__Exercise task__: Output the part of the entries that opens with the line containing "Where can you spot the perforated metal bin" and closes with the line containing "column 269, row 112", both included, as a Markdown table with the columns Row and Line. Leave out any blank lines.

__Object position labeling entries__:
________________________
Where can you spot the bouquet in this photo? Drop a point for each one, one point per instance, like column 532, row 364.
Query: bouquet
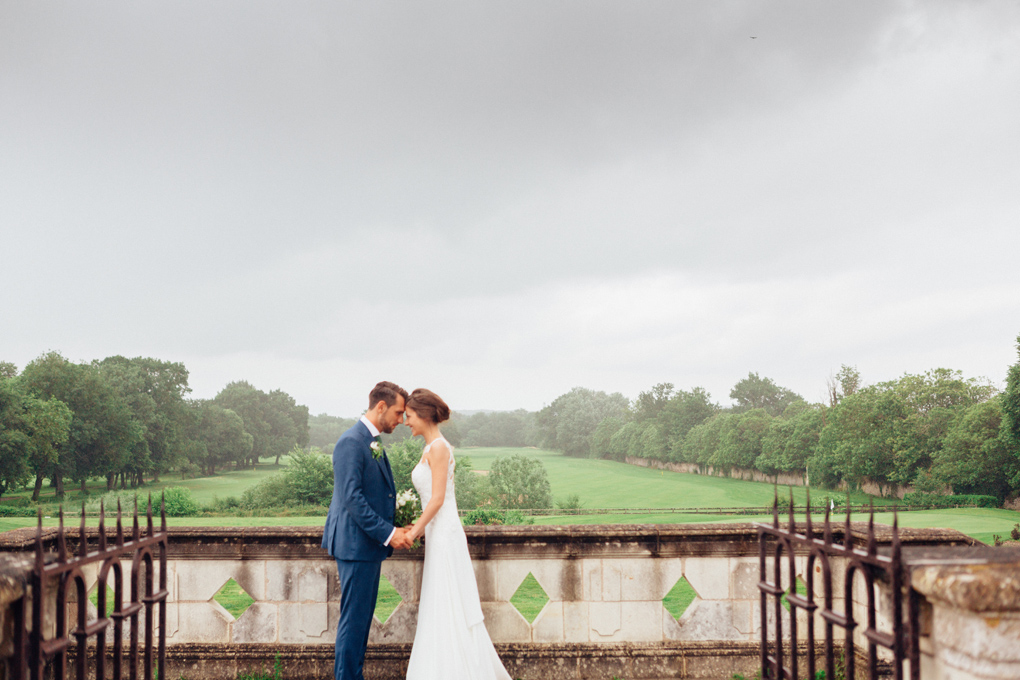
column 408, row 508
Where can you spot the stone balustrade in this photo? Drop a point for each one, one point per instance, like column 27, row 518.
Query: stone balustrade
column 605, row 613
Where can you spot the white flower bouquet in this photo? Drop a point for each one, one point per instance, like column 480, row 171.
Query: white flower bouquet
column 408, row 508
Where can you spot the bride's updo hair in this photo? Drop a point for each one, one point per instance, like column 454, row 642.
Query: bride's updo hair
column 428, row 405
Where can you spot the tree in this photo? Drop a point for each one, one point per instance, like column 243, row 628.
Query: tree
column 31, row 430
column 309, row 475
column 603, row 435
column 792, row 440
column 741, row 442
column 216, row 436
column 567, row 423
column 1009, row 432
column 519, row 481
column 155, row 391
column 758, row 393
column 846, row 382
column 974, row 459
column 274, row 420
column 323, row 430
column 650, row 404
column 703, row 440
column 683, row 411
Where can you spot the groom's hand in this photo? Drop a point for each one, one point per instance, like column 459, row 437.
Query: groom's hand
column 400, row 539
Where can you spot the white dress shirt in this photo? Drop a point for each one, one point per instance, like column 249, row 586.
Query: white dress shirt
column 374, row 431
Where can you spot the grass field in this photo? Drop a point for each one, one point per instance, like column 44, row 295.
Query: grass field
column 205, row 489
column 600, row 484
column 611, row 484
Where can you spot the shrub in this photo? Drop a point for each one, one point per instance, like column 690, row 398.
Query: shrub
column 226, row 505
column 12, row 511
column 179, row 502
column 273, row 491
column 491, row 516
column 572, row 502
column 309, row 475
column 126, row 498
column 189, row 470
column 520, row 481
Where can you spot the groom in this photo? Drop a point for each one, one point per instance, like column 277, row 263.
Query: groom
column 359, row 530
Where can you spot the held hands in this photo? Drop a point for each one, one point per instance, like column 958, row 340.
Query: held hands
column 401, row 538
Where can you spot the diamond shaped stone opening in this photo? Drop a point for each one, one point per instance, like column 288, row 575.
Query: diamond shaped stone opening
column 387, row 600
column 679, row 597
column 234, row 598
column 802, row 589
column 110, row 597
column 529, row 598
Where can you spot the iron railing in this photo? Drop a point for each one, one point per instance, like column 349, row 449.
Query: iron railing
column 41, row 649
column 901, row 639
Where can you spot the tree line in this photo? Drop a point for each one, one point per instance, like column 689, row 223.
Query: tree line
column 936, row 431
column 124, row 420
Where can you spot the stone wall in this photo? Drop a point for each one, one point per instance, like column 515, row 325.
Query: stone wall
column 870, row 486
column 605, row 614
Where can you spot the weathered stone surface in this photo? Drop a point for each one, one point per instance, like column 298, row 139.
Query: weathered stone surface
column 505, row 624
column 201, row 581
column 976, row 587
column 606, row 620
column 487, row 577
column 207, row 622
column 592, row 579
column 708, row 576
column 405, row 577
column 575, row 622
column 548, row 627
column 711, row 621
column 641, row 621
column 399, row 627
column 259, row 623
column 744, row 578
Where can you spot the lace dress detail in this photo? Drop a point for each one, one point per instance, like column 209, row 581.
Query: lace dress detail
column 451, row 641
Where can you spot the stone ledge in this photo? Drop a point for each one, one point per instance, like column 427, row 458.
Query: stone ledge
column 507, row 542
column 534, row 662
column 984, row 586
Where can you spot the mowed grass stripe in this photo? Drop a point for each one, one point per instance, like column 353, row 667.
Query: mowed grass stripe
column 611, row 484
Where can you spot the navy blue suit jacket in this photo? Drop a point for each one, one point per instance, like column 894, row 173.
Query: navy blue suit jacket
column 363, row 505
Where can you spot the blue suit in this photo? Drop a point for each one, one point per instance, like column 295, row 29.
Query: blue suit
column 359, row 522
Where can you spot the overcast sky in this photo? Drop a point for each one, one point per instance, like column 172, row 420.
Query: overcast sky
column 503, row 201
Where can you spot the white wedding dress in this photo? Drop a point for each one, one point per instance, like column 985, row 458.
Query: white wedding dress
column 451, row 641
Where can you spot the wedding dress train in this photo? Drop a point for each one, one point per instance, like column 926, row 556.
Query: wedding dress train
column 451, row 641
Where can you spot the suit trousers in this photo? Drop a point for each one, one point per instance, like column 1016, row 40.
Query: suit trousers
column 359, row 585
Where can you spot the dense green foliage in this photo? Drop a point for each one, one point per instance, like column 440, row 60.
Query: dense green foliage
column 128, row 421
column 937, row 431
column 179, row 502
column 520, row 481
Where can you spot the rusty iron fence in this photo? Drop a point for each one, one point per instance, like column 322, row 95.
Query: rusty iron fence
column 901, row 637
column 42, row 638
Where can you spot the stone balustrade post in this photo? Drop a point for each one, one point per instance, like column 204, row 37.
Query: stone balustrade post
column 971, row 630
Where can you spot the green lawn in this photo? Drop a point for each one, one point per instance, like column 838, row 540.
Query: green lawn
column 611, row 484
column 600, row 484
column 205, row 489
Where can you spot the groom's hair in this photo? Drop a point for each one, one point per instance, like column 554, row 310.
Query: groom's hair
column 386, row 391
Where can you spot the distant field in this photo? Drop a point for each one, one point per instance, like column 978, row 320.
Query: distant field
column 205, row 489
column 611, row 484
column 600, row 484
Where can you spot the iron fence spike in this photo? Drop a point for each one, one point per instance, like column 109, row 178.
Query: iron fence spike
column 83, row 545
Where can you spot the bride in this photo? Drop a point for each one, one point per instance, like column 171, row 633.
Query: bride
column 451, row 641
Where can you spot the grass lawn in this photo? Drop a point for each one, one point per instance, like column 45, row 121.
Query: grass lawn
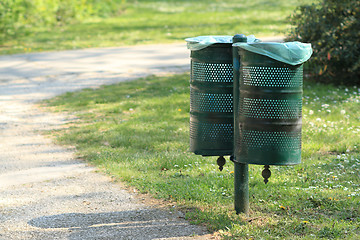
column 138, row 132
column 161, row 21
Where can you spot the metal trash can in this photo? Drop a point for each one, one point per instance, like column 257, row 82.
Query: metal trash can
column 269, row 114
column 211, row 98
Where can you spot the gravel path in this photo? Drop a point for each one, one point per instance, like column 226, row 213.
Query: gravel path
column 45, row 193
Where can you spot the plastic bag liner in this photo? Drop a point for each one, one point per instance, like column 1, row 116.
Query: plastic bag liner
column 201, row 42
column 292, row 53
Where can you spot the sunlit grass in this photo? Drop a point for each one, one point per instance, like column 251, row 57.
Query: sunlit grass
column 138, row 132
column 146, row 22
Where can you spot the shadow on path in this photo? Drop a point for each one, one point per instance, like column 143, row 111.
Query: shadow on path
column 138, row 224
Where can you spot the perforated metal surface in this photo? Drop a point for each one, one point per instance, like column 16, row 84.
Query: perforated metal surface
column 212, row 72
column 211, row 102
column 211, row 132
column 269, row 141
column 269, row 111
column 272, row 76
column 270, row 108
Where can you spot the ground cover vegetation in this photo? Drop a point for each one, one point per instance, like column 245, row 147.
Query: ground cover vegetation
column 138, row 132
column 43, row 25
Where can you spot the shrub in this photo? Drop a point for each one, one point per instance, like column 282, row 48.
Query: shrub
column 332, row 26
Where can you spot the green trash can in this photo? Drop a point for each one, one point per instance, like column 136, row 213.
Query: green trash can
column 211, row 95
column 269, row 113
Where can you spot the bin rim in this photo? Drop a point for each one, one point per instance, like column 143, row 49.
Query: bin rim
column 201, row 42
column 293, row 53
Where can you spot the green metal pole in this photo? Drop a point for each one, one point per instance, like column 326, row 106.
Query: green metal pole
column 241, row 184
column 241, row 170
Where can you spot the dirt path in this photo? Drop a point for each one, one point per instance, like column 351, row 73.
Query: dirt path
column 45, row 193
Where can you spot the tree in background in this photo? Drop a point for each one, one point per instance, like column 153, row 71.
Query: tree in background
column 333, row 28
column 20, row 16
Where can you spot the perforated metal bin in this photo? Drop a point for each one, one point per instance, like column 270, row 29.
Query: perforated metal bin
column 211, row 100
column 269, row 112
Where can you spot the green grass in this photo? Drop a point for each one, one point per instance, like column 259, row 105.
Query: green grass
column 145, row 22
column 138, row 132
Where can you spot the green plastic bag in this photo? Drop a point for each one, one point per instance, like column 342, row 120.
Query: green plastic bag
column 292, row 53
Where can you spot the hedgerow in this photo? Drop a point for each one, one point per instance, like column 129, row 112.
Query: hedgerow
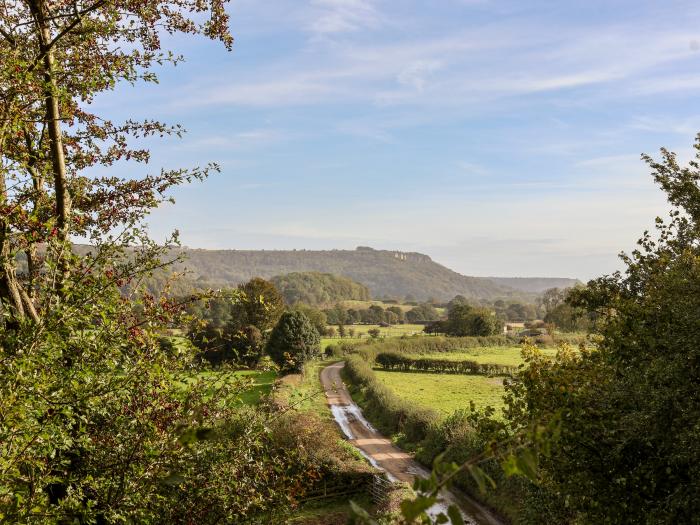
column 388, row 412
column 404, row 363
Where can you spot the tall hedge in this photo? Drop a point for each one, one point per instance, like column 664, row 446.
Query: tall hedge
column 384, row 409
column 404, row 363
column 293, row 341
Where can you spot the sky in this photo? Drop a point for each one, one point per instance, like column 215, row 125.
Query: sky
column 502, row 138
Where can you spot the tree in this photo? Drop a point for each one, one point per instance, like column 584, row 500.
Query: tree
column 459, row 320
column 457, row 300
column 398, row 311
column 463, row 320
column 552, row 298
column 93, row 427
column 293, row 342
column 261, row 305
column 569, row 319
column 421, row 313
column 316, row 288
column 316, row 316
column 627, row 448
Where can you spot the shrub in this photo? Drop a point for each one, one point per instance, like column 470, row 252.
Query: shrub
column 383, row 408
column 397, row 361
column 293, row 342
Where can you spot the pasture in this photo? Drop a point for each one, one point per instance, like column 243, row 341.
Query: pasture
column 445, row 392
column 497, row 355
column 253, row 384
column 398, row 330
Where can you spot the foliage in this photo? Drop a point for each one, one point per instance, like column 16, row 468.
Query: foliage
column 404, row 363
column 316, row 289
column 416, row 276
column 628, row 450
column 261, row 305
column 293, row 342
column 373, row 333
column 317, row 317
column 463, row 320
column 422, row 312
column 382, row 407
column 229, row 327
column 374, row 314
column 94, row 427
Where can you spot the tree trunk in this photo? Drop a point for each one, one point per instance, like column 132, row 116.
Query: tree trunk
column 53, row 122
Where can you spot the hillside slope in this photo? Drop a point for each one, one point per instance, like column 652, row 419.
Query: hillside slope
column 535, row 284
column 385, row 273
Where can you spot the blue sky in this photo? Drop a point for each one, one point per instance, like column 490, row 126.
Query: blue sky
column 499, row 137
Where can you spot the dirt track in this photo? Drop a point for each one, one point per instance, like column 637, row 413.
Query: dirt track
column 381, row 452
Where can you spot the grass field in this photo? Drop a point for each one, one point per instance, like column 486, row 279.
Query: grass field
column 304, row 391
column 389, row 331
column 258, row 383
column 363, row 305
column 496, row 355
column 445, row 392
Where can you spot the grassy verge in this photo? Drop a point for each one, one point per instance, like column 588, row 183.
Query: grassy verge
column 254, row 384
column 497, row 355
column 304, row 391
column 444, row 393
column 398, row 330
column 429, row 434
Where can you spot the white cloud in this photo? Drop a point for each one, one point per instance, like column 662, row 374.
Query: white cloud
column 343, row 16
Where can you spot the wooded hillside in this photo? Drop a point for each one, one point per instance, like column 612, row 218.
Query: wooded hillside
column 386, row 273
column 315, row 288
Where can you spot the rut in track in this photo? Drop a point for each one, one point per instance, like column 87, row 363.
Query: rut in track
column 381, row 452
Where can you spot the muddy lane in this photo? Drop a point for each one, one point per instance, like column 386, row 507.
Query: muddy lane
column 381, row 453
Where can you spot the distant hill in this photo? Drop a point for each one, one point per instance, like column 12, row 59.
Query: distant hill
column 535, row 284
column 319, row 289
column 385, row 273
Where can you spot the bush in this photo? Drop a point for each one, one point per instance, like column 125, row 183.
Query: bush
column 397, row 361
column 389, row 413
column 293, row 342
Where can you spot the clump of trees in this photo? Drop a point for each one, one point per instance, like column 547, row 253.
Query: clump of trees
column 293, row 342
column 609, row 434
column 465, row 320
column 560, row 312
column 231, row 327
column 375, row 314
column 516, row 311
column 93, row 428
column 318, row 289
column 422, row 313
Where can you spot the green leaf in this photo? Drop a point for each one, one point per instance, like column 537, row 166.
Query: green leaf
column 412, row 509
column 455, row 515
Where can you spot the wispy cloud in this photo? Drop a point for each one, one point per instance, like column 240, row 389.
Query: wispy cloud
column 343, row 16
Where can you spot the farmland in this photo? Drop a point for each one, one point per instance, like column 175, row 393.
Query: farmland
column 254, row 384
column 499, row 355
column 444, row 393
column 360, row 330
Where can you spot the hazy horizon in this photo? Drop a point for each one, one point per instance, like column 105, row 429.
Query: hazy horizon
column 499, row 139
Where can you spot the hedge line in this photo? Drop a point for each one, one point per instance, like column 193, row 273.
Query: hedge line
column 396, row 361
column 384, row 409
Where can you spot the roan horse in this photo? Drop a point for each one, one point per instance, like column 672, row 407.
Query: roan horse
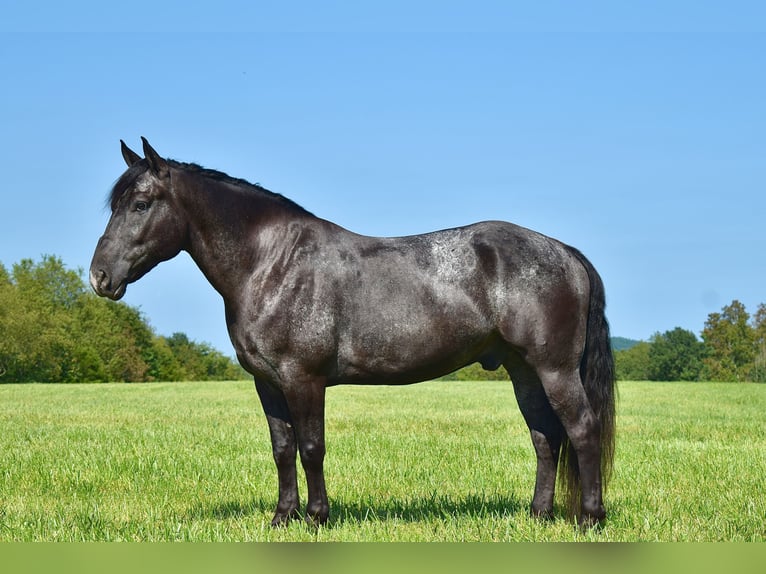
column 311, row 305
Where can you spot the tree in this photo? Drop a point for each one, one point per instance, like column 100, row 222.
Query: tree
column 729, row 344
column 675, row 356
column 759, row 329
column 53, row 329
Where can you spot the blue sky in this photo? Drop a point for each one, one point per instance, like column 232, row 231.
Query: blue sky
column 633, row 131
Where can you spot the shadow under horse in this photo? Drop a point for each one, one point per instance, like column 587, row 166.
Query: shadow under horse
column 310, row 305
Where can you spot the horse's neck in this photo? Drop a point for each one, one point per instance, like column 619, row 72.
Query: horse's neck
column 224, row 230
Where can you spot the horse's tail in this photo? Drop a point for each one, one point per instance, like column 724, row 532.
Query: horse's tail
column 598, row 379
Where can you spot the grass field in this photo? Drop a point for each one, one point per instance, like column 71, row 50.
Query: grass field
column 436, row 461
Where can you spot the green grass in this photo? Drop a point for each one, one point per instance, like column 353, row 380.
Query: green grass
column 437, row 461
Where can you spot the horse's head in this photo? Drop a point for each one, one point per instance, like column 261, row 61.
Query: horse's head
column 145, row 227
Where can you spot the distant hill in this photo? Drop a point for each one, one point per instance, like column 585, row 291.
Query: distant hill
column 622, row 343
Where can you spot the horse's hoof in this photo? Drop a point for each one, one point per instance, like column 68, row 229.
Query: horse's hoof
column 282, row 518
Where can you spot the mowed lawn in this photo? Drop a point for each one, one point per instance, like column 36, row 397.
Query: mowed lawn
column 439, row 461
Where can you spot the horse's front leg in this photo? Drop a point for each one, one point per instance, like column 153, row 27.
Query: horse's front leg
column 283, row 446
column 305, row 399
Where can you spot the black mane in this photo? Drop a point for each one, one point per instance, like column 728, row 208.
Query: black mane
column 128, row 179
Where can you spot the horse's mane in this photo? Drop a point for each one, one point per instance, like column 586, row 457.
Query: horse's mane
column 128, row 179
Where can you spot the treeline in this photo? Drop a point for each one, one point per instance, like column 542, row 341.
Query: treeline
column 53, row 329
column 732, row 349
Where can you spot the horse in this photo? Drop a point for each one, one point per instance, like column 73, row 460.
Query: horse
column 309, row 305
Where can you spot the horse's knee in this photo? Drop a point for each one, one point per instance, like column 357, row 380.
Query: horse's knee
column 312, row 452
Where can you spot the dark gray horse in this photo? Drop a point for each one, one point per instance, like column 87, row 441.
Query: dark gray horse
column 310, row 305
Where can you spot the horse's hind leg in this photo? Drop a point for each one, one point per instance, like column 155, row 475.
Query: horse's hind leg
column 545, row 430
column 566, row 395
column 283, row 445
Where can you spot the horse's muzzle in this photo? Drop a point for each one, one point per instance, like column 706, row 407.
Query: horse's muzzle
column 102, row 285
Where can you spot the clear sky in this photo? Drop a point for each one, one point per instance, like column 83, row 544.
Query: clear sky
column 633, row 131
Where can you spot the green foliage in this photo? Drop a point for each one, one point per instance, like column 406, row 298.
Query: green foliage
column 675, row 356
column 730, row 344
column 52, row 329
column 623, row 343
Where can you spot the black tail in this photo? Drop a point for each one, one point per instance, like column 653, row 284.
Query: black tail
column 598, row 378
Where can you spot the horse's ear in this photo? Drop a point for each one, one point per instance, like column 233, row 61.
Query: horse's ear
column 129, row 155
column 158, row 165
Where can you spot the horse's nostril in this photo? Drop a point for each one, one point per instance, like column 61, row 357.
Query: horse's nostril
column 98, row 279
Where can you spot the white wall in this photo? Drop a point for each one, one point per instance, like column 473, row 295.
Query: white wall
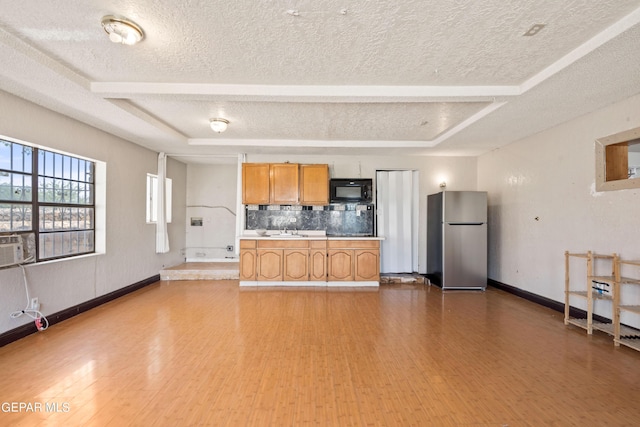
column 460, row 173
column 130, row 243
column 211, row 186
column 542, row 201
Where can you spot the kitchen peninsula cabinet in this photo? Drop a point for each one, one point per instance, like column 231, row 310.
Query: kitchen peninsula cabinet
column 282, row 260
column 285, row 184
column 248, row 259
column 318, row 260
column 312, row 261
column 353, row 260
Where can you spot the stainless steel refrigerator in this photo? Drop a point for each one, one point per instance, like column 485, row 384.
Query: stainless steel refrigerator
column 457, row 239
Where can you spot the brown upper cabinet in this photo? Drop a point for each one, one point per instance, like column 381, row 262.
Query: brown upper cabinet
column 314, row 184
column 285, row 184
column 255, row 183
column 284, row 178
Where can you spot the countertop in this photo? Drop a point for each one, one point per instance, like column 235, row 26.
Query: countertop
column 304, row 235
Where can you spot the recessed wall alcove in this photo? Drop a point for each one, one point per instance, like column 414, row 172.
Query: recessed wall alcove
column 618, row 161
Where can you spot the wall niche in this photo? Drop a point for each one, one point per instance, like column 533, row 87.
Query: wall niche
column 618, row 161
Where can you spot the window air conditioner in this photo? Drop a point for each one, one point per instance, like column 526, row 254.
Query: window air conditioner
column 11, row 254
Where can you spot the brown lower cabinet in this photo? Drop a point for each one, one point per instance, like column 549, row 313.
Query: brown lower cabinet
column 353, row 260
column 310, row 260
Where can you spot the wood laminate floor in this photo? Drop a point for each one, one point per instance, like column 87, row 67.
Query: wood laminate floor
column 209, row 353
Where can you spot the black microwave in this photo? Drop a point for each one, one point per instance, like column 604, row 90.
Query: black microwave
column 344, row 190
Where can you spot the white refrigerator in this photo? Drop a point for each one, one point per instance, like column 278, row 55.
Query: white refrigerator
column 457, row 239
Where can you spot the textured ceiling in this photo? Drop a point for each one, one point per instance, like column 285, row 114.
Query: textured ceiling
column 446, row 77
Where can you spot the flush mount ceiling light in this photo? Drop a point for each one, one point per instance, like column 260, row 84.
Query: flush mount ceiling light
column 122, row 30
column 219, row 125
column 535, row 29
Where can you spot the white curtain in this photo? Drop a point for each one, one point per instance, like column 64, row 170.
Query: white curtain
column 397, row 206
column 162, row 236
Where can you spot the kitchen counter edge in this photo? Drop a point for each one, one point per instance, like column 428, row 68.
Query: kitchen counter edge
column 310, row 238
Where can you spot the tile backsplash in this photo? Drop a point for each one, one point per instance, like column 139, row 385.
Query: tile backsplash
column 335, row 219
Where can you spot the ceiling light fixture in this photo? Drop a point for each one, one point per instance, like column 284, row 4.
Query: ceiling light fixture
column 535, row 29
column 122, row 30
column 219, row 125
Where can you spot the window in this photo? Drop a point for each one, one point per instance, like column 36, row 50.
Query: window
column 152, row 194
column 61, row 212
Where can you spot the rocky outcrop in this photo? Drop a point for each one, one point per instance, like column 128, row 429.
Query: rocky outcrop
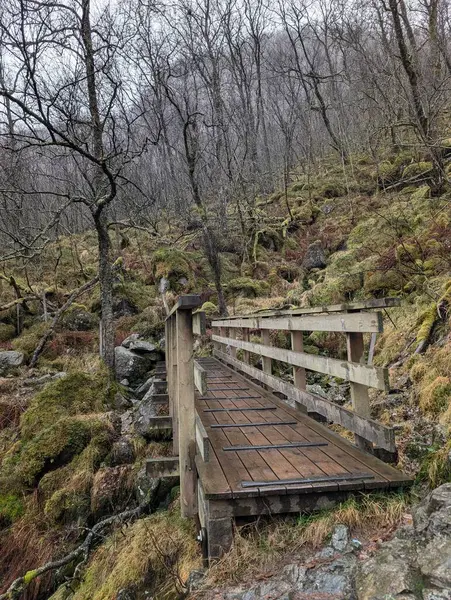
________________________
__Answer to the exercise__:
| Row | Line |
|---|---|
| 1 | Where can you spot the perforated metal bin in this photo? Drop a point for each one, one point per instance, like column 270, row 29. |
| 2 | Query: perforated metal bin |
| 3 | column 211, row 100 |
| 4 | column 269, row 112 |